SOURCE DOCUMENT
↓↓↓
Salah, though, has helped “turn that pressure off,” Atthababi said. Songs in his honour boom out at Anfield, Liverpool’s storied home stadium, and fans carry flags bearing his image, complete with Pharaonic headdress. Salah is mobbed wherever he goes, asked for selfies at filling stations and at fish-and-chip shops.

That is natural in a city defined as much by its two soccer teams as it is by its musical heritage, the hometown of the Beatles. “He is the quiet, unassuming kid who puts on his Liverpool shirt and becomes a superhero, the embodiment of every fan’s dream,” said James McKenna of Spirit of Shankly, a Liverpool fans’ group.

But the fact that it is a Muslim being feted is significant, too. “Every Muslim is proud of him,” said Ali Aden, selling groceries and a surprisingly large range of perfumes from his stall outside Al Rahma Mosque in Liverpool. “Sometimes, we are made to feel like second-class citizens. For someone to come from the Middle East to our city is a great source of pride.”

One song in his honour has the lyrics, “If he scores another few, then I’ll be Muslim, too,” and it has not gone unnoticed.

“He can help to bridge the Muslim community and the rest of the city,” Atthababi said. “He can show people that we are closer to Salah than we are to extremists.”

To others, though, the message that Salah’s success sends to Muslims is just as important, because he made his triumphant return to England four years after being buried on the bench for a season at Chelsea.
↑↑↑
DATA PROVIDED
↓↓↓
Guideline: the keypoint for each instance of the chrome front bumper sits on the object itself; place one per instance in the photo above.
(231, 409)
↑↑↑
SET TASK 1
For each statement, decide whether it agrees with the article about Salah and Liverpool's fans. Answer yes or no and quote the article's deciding words. (a) People have asked Salah for selfies at filling stations. (b) Ali Aden sells groceries from a stall outside Al Rahma Mosque. (c) Salah spent two seasons on the bench at Chelsea.
SET TASK 2
Carry on the article about Salah and Liverpool's fans, picking up right after its last sentence.

RESULT 1
(a) Yes: "asked for selfies at filling stations and at fish-and-chip shops"
(b) Yes: "selling groceries and a surprisingly large range of perfumes from his stall outside Al Rahma Mosque in Liverpool"
(c) No: "buried on the bench for a season at Chelsea"

RESULT 2
“He gives more confidence to the younger generation especially,” Albarbandi said. “You can see and feel the impact. They are more active, more outgoing, their morale is higher. He has shown that if you engage, if you work hard and prove yourself, nobody is going to stop you praying, nobody is going to stop you wearing a beard. People will respect you, whoever you are.”

Outside Al Rahma mosque, Abdul Aziz and Mohamed Yaffe were hurrying to Friday Prayer. Yaffe was happy to talk about Salah; Yaffe is a Liverpool fan, enamoured as anyone with the team’s star. Aziz, though, demurred a little. “These are difficult questions to answer,” he said. Yaffe looked at him sympathetically.

“He’s an Everton fan,” he said, by way of explanation, referring to Liverpool’s city rivals. Aziz smiled. As long as Salah does not score against Everton, he said, he is happy for him, happy for what he is doing for the community.

That is one gap Salah has already bridged. “Faith comes first,” Aziz said.